Copy out each entry below verbatim, skipping the images.

Point localization data
***

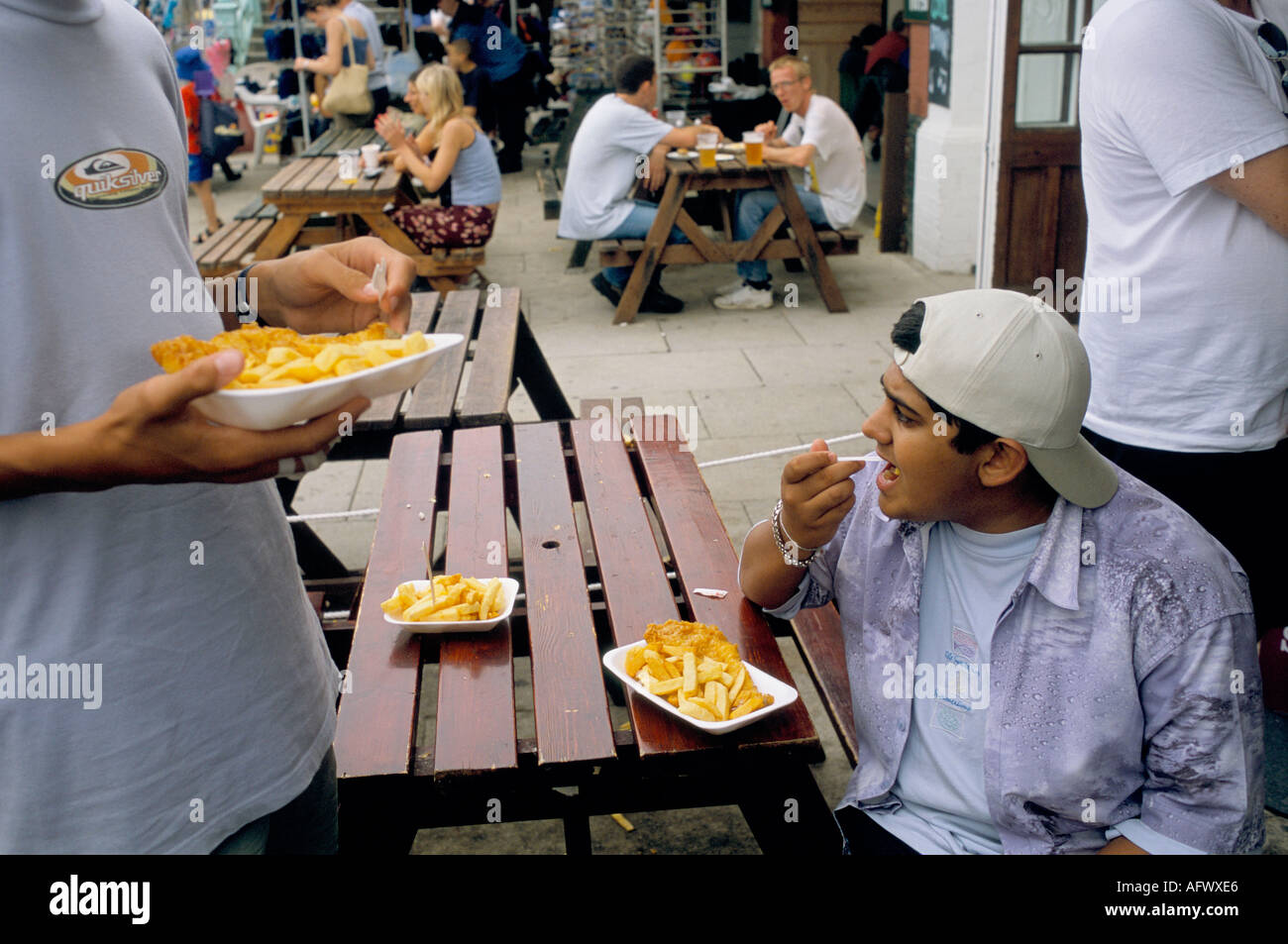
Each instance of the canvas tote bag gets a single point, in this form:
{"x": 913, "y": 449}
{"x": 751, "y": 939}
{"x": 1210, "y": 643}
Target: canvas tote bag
{"x": 347, "y": 94}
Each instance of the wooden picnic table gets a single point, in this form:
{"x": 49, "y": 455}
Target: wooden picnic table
{"x": 729, "y": 175}
{"x": 501, "y": 352}
{"x": 310, "y": 187}
{"x": 473, "y": 765}
{"x": 334, "y": 141}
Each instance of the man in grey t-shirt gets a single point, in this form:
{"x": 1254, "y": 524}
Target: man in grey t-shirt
{"x": 163, "y": 682}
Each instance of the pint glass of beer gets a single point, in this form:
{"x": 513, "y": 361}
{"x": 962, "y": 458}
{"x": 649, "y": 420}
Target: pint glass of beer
{"x": 707, "y": 150}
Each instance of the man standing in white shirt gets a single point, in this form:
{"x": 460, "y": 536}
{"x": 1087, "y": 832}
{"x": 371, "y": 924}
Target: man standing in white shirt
{"x": 820, "y": 138}
{"x": 1185, "y": 294}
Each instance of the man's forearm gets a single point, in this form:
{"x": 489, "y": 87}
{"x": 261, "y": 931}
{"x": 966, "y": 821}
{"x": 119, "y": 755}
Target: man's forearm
{"x": 765, "y": 578}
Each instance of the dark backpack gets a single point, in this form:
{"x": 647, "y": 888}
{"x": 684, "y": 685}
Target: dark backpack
{"x": 219, "y": 129}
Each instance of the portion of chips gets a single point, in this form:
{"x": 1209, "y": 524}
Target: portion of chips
{"x": 697, "y": 670}
{"x": 281, "y": 357}
{"x": 455, "y": 599}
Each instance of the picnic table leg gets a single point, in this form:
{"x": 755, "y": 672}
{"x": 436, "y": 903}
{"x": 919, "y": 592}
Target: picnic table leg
{"x": 786, "y": 811}
{"x": 310, "y": 553}
{"x": 281, "y": 236}
{"x": 658, "y": 235}
{"x": 532, "y": 368}
{"x": 580, "y": 250}
{"x": 811, "y": 252}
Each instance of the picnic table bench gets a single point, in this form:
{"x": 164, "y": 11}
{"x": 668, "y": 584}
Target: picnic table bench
{"x": 309, "y": 188}
{"x": 730, "y": 174}
{"x": 472, "y": 765}
{"x": 468, "y": 385}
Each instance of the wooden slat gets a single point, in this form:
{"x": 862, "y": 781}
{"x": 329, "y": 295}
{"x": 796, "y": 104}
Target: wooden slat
{"x": 476, "y": 673}
{"x": 384, "y": 410}
{"x": 376, "y": 728}
{"x": 434, "y": 397}
{"x": 492, "y": 369}
{"x": 249, "y": 240}
{"x": 703, "y": 558}
{"x": 567, "y": 675}
{"x": 630, "y": 569}
{"x": 822, "y": 644}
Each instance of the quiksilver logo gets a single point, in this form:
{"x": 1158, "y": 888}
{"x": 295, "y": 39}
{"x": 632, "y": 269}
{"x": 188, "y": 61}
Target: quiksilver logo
{"x": 111, "y": 178}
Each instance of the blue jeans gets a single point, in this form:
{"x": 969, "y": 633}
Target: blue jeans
{"x": 635, "y": 227}
{"x": 307, "y": 826}
{"x": 751, "y": 210}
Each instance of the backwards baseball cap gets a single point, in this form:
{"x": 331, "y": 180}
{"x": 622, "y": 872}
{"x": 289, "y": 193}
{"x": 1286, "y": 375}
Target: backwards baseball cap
{"x": 188, "y": 60}
{"x": 1014, "y": 366}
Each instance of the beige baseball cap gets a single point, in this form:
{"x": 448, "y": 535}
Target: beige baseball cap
{"x": 1010, "y": 364}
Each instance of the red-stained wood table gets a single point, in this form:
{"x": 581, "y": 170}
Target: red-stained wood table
{"x": 475, "y": 768}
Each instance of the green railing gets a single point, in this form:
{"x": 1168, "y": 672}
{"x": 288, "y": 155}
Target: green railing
{"x": 236, "y": 20}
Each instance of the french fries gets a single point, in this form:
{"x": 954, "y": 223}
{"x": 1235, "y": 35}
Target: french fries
{"x": 279, "y": 357}
{"x": 455, "y": 599}
{"x": 697, "y": 670}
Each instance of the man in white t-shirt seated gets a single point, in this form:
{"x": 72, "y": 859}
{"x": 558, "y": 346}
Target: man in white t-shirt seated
{"x": 618, "y": 141}
{"x": 820, "y": 138}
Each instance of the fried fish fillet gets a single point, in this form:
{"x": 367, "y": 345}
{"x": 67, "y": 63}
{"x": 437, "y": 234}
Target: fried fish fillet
{"x": 256, "y": 342}
{"x": 704, "y": 640}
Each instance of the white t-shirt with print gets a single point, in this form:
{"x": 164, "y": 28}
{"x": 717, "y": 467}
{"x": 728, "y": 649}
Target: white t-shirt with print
{"x": 837, "y": 172}
{"x": 1185, "y": 297}
{"x": 601, "y": 166}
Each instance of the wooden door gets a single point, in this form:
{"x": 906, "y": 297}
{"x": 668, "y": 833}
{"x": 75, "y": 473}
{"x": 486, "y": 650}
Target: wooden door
{"x": 1041, "y": 215}
{"x": 825, "y": 27}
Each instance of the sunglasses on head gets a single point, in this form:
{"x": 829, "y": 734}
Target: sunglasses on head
{"x": 1274, "y": 44}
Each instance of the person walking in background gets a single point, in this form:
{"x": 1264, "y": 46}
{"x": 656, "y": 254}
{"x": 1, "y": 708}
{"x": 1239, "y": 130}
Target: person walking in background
{"x": 1184, "y": 301}
{"x": 377, "y": 81}
{"x": 342, "y": 35}
{"x": 200, "y": 167}
{"x": 498, "y": 52}
{"x": 480, "y": 101}
{"x": 464, "y": 155}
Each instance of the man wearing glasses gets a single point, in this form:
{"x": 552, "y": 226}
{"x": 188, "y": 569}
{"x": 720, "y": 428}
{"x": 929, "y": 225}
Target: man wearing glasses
{"x": 819, "y": 138}
{"x": 1184, "y": 304}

***

- _Task answer_
Each instance of the canvas tote bag gets a single point, in this form:
{"x": 913, "y": 449}
{"x": 751, "y": 939}
{"x": 1210, "y": 643}
Target: canvas tote bag
{"x": 347, "y": 94}
Each instance of the wooden picnic table gets a single point, in this form:
{"x": 49, "y": 455}
Target: wooden picnic table
{"x": 729, "y": 175}
{"x": 501, "y": 352}
{"x": 310, "y": 187}
{"x": 473, "y": 765}
{"x": 334, "y": 141}
Each instance of the man in grey t-shirt gets a single point, in this form:
{"x": 1254, "y": 524}
Target: man in grey t-shirt
{"x": 163, "y": 682}
Each instance of the pint glass of beer gets a single point, in this form:
{"x": 513, "y": 361}
{"x": 962, "y": 458}
{"x": 649, "y": 420}
Target: pint glass of beer
{"x": 707, "y": 150}
Each instance of the man standing in white shirt gets a single point, in this form:
{"x": 460, "y": 536}
{"x": 1087, "y": 832}
{"x": 371, "y": 924}
Target: man standing in white shirt
{"x": 820, "y": 138}
{"x": 1185, "y": 294}
Each instance of the man's forearm gets a single point, in this form:
{"x": 489, "y": 87}
{"x": 261, "y": 931}
{"x": 966, "y": 821}
{"x": 119, "y": 755}
Target: man's forearm
{"x": 765, "y": 578}
Each instance of the dark backpack gets a single point, in this form:
{"x": 647, "y": 888}
{"x": 684, "y": 685}
Target: dark backpack
{"x": 219, "y": 129}
Each instance of the portion of chips gets a single point, in this form:
{"x": 1209, "y": 524}
Target: portion of chips
{"x": 697, "y": 670}
{"x": 281, "y": 357}
{"x": 455, "y": 599}
Each instance of the picnic table leg gets a single point, in this form:
{"x": 755, "y": 672}
{"x": 436, "y": 903}
{"x": 919, "y": 592}
Target: picnic table leg
{"x": 786, "y": 811}
{"x": 310, "y": 553}
{"x": 281, "y": 236}
{"x": 658, "y": 235}
{"x": 532, "y": 368}
{"x": 580, "y": 250}
{"x": 811, "y": 252}
Each instance of the picnic table bench gets a single point, in this form:
{"x": 164, "y": 11}
{"x": 668, "y": 584}
Target: picnic table bench
{"x": 309, "y": 188}
{"x": 730, "y": 174}
{"x": 472, "y": 765}
{"x": 468, "y": 385}
Each instance of the wooden slat gets a single point, in this form:
{"x": 862, "y": 781}
{"x": 329, "y": 295}
{"x": 796, "y": 104}
Target: wooden slat
{"x": 476, "y": 673}
{"x": 384, "y": 410}
{"x": 376, "y": 728}
{"x": 434, "y": 397}
{"x": 492, "y": 369}
{"x": 249, "y": 240}
{"x": 703, "y": 558}
{"x": 567, "y": 675}
{"x": 630, "y": 569}
{"x": 822, "y": 644}
Each instance of the quiksilver logo gets a single point, in this form:
{"x": 1158, "y": 888}
{"x": 295, "y": 39}
{"x": 632, "y": 269}
{"x": 188, "y": 61}
Target: quiksilver logo
{"x": 111, "y": 178}
Each instance of the blue jeans gets a single point, in this form:
{"x": 969, "y": 633}
Target: blue jeans
{"x": 635, "y": 227}
{"x": 307, "y": 826}
{"x": 751, "y": 210}
Each instance of the backwards baseball cap gets a single point, in this form:
{"x": 331, "y": 180}
{"x": 622, "y": 872}
{"x": 289, "y": 193}
{"x": 1286, "y": 375}
Target: backwards baseball cap
{"x": 188, "y": 60}
{"x": 1014, "y": 366}
Each instance of the beige baseball cap gets a single point, in this form:
{"x": 448, "y": 535}
Target: beige baseball cap
{"x": 1010, "y": 364}
Each instance of the red-stained wood table gets a single point, in this form:
{"x": 581, "y": 170}
Target: red-stained wood table
{"x": 475, "y": 768}
Each instance of the green railing gets a single point, in this form:
{"x": 1168, "y": 672}
{"x": 288, "y": 155}
Target: green railing
{"x": 236, "y": 20}
Each instance of the french fries gets a single point, in this form:
{"x": 954, "y": 223}
{"x": 1235, "y": 35}
Target: french fries
{"x": 279, "y": 357}
{"x": 455, "y": 599}
{"x": 697, "y": 670}
Each instance of the man in white t-shirt seated gets a single point, in this form:
{"x": 72, "y": 859}
{"x": 558, "y": 346}
Target: man in white t-shirt seated
{"x": 618, "y": 141}
{"x": 820, "y": 138}
Each instance of the fried fish fillet gets a single point, in this form:
{"x": 367, "y": 345}
{"x": 67, "y": 63}
{"x": 437, "y": 234}
Target: fried fish fillet
{"x": 256, "y": 342}
{"x": 704, "y": 640}
Each instance of the white t-shirt with print gets a single point, in this form:
{"x": 164, "y": 28}
{"x": 717, "y": 467}
{"x": 728, "y": 649}
Target: white t-shirt with print
{"x": 837, "y": 172}
{"x": 1185, "y": 297}
{"x": 601, "y": 166}
Each instance of the wooden door gets a single point, in this form:
{"x": 906, "y": 297}
{"x": 668, "y": 833}
{"x": 75, "y": 473}
{"x": 486, "y": 650}
Target: wooden door
{"x": 1041, "y": 215}
{"x": 825, "y": 27}
Each instance of the sunglasses on head gets a single point, in this form:
{"x": 829, "y": 734}
Target: sunglasses on head
{"x": 1274, "y": 44}
Each instance of the person walking in background gets a single point, in this form:
{"x": 1264, "y": 46}
{"x": 656, "y": 254}
{"x": 1, "y": 708}
{"x": 1239, "y": 130}
Target: person walking in background
{"x": 1184, "y": 301}
{"x": 377, "y": 81}
{"x": 342, "y": 35}
{"x": 200, "y": 167}
{"x": 498, "y": 52}
{"x": 480, "y": 101}
{"x": 464, "y": 155}
Each instance of the man wearing glasses gets a single point, in this form:
{"x": 552, "y": 226}
{"x": 188, "y": 569}
{"x": 720, "y": 428}
{"x": 929, "y": 225}
Target: man wearing glasses
{"x": 819, "y": 138}
{"x": 1184, "y": 304}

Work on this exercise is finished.